### Requirement
Start with the first line of the material. Repeat each line exactly through the one that contains "point(248, 402)".
○ ○ ○ ○ ○
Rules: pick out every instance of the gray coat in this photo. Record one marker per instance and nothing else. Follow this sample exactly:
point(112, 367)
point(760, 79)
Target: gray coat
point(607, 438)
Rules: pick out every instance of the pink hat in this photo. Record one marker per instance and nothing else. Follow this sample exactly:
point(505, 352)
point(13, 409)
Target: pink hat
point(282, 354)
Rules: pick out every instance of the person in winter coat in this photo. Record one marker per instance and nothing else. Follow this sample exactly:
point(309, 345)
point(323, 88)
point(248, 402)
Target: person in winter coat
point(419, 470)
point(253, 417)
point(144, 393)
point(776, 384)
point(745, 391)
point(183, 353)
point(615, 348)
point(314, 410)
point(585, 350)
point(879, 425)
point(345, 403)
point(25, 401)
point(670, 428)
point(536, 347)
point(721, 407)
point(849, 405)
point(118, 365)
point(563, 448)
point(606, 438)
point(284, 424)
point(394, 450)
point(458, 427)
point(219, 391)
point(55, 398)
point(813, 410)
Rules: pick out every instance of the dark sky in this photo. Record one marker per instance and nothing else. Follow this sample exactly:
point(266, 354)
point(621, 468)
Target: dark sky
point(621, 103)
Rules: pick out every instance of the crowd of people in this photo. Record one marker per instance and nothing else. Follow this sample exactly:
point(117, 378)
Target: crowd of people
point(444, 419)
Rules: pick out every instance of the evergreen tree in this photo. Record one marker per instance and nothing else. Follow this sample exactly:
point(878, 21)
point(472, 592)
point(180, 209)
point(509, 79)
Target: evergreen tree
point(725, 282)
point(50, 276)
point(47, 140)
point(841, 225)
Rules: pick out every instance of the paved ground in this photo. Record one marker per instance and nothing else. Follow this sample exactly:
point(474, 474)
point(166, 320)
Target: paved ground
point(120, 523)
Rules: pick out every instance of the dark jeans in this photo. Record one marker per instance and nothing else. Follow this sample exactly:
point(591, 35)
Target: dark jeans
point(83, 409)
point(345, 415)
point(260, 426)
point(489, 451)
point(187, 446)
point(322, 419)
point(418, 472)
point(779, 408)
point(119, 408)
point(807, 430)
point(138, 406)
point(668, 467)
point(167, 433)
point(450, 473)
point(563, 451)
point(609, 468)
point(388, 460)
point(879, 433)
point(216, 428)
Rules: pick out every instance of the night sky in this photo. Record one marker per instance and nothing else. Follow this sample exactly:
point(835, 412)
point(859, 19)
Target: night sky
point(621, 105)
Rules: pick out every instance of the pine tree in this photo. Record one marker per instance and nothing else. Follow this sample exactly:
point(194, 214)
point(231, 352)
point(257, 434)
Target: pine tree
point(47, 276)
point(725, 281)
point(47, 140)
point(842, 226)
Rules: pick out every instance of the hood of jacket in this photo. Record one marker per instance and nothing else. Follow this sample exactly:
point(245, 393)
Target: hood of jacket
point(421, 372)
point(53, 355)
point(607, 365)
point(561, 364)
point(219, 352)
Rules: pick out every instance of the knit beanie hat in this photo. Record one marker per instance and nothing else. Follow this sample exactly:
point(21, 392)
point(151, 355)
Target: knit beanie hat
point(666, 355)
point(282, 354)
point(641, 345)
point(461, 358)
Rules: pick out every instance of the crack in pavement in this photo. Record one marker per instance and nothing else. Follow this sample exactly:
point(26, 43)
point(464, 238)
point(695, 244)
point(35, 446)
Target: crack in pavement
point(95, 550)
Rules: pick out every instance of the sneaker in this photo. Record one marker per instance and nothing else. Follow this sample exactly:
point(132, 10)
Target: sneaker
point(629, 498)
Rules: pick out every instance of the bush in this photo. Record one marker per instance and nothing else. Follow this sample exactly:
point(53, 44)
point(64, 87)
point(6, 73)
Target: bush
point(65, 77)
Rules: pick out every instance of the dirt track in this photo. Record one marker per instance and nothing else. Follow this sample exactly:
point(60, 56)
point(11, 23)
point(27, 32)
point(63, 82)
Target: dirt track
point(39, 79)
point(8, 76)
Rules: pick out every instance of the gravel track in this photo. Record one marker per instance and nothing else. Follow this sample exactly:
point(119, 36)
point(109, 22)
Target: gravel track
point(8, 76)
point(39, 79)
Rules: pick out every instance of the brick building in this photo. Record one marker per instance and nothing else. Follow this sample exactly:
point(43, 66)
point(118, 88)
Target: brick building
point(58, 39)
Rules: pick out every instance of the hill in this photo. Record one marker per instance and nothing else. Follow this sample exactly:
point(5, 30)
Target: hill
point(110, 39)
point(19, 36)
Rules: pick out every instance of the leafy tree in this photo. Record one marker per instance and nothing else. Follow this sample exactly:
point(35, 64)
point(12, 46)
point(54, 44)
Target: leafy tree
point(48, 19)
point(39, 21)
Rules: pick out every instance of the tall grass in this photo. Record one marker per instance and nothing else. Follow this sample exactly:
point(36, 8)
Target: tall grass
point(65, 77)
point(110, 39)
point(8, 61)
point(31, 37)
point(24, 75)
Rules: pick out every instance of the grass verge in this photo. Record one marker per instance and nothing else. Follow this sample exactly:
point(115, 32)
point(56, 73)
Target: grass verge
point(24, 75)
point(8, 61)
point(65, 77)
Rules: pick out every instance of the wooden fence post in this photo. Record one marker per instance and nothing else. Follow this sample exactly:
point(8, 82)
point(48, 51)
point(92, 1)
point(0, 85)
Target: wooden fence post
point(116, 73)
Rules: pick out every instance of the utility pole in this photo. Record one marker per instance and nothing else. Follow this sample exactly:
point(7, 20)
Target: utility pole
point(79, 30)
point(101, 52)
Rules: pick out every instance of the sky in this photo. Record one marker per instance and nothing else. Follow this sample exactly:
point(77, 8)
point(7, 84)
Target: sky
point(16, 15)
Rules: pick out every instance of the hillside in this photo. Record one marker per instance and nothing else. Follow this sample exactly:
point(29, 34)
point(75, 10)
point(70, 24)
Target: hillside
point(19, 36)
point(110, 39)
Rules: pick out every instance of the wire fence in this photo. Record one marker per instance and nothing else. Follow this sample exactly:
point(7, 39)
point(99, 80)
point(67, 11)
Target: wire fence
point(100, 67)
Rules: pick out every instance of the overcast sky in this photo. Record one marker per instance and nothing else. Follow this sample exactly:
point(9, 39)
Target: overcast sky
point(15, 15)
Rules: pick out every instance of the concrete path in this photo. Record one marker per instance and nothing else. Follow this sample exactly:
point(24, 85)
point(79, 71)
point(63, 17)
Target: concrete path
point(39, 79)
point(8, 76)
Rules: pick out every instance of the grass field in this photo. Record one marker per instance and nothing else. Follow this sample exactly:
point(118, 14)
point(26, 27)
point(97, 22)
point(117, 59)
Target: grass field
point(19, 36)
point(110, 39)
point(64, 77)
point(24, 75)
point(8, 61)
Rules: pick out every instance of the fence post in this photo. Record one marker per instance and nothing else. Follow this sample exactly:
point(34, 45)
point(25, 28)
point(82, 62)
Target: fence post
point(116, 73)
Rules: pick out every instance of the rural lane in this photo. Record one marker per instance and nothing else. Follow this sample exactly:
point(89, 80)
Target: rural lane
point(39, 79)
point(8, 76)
○ ○ ○ ○ ○
### Solution to this exercise
Rules: pick out every instance of the gray coat in this photo. Record one marker per instance and nothing else. Follow this sample exactly:
point(112, 367)
point(760, 79)
Target: gray coat
point(607, 438)
Rules: pick out every instance of the pink hat in this photo. Record one marker per instance and nothing else. Follow this sample exactly:
point(505, 352)
point(13, 409)
Target: pink hat
point(282, 354)
Rules: pick out every instance of the person in winter coat in this photo. Record one marker per instance and nothing else. Follow this sample exactly:
point(309, 345)
point(323, 88)
point(248, 402)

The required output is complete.